Что нужно сделать: Перепишите целиком строки записей от их начала до строки с «99 26 L 103» включительно, прибавив, пожалуйста, −118 к каждому числу в ответах (координатам и размерам). Остальные строки не приводите.

□ □ □

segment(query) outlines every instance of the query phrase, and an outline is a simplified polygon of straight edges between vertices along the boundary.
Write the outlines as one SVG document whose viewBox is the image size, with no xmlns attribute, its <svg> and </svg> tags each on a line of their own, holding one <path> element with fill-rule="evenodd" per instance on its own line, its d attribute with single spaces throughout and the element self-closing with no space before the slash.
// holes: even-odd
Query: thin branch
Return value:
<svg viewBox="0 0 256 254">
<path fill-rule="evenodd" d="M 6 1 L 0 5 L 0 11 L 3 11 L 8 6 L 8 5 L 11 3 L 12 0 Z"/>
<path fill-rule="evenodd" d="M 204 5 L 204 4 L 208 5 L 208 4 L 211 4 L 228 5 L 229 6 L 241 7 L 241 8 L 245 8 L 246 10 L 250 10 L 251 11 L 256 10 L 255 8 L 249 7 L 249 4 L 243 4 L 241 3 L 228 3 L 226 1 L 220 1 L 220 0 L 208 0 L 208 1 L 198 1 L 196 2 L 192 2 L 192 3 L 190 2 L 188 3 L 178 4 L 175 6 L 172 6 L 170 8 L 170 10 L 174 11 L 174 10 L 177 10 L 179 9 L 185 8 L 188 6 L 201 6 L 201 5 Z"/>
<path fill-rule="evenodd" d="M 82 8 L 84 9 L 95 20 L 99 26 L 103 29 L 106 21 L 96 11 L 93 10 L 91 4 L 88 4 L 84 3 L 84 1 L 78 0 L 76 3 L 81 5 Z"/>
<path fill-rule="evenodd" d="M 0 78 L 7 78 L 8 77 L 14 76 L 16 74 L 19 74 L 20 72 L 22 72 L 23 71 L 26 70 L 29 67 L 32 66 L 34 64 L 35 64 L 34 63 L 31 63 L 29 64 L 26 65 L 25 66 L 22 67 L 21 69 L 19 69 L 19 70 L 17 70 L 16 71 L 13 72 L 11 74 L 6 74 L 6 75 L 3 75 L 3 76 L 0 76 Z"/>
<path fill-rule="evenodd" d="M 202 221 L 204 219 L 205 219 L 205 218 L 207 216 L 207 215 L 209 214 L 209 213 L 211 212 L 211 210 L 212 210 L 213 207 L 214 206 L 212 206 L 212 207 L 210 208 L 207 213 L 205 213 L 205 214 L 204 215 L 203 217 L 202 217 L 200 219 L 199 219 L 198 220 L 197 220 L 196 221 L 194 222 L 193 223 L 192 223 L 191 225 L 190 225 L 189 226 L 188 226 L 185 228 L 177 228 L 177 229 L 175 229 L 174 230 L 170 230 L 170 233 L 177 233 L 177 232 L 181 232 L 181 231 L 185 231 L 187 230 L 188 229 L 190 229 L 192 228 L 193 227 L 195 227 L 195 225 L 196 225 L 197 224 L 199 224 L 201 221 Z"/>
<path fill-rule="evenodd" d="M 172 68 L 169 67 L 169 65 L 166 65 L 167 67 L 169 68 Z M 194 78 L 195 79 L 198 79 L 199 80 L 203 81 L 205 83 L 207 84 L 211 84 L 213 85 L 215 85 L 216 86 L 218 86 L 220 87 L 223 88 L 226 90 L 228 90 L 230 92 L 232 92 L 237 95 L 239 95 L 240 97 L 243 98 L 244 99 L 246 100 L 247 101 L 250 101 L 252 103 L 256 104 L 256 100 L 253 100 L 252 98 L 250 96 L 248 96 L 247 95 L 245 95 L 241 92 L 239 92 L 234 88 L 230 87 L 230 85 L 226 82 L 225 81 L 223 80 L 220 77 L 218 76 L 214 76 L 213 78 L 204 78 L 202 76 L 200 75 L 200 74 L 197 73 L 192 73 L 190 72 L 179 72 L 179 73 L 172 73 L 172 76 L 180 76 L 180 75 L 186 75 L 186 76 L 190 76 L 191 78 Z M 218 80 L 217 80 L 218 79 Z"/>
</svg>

□ □ □

Результат выполнения:
segment(query) outlines every instance of the query phrase, and an outline is a simplified polygon of straight edges between vertices along the boundary.
Write the outlines as one SVG document whose viewBox is the image size, with no xmlns attribute, its <svg> and </svg> tags each on a line of their own, holding one <path> element with fill-rule="evenodd" per instance on its own line, its d attribute with single spaces throughout and the element self-closing with no space before the slash.
// holes: even-odd
Query: thin branch
Return value:
<svg viewBox="-118 -118 138 136">
<path fill-rule="evenodd" d="M -112 -117 L -118 -113 L -118 -107 L -115 -107 L -110 -112 L -110 -113 L -107 -115 L -106 -118 Z"/>
<path fill-rule="evenodd" d="M 86 -113 L 86 -114 L 90 -113 L 90 -114 L 93 -114 L 110 -113 L 111 -112 L 123 -111 L 123 -110 L 127 -110 L 128 -108 L 132 -108 L 133 -107 L 138 -108 L 137 -110 L 131 -111 L 131 -114 L 125 -114 L 123 -115 L 110 -115 L 108 -117 L 102 -117 L 102 -118 L 90 -118 L 90 -117 L 80 -117 L 78 -116 L 74 -116 L 74 -115 L 72 -116 L 70 -115 L 60 -114 L 57 -112 L 54 -112 L 52 -110 L 52 -108 L 56 -107 L 56 -108 L 59 -108 L 61 -109 L 67 -110 L 70 -112 L 83 -112 L 83 -113 Z"/>
<path fill-rule="evenodd" d="M -36 -110 L -34 -109 L -23 -98 L -19 -92 L -15 -89 L -12 -97 L -22 -107 L -25 -108 L -27 -114 L -30 -114 L -34 -115 L -34 -117 L -40 -118 L -42 -115 L -37 -113 Z"/>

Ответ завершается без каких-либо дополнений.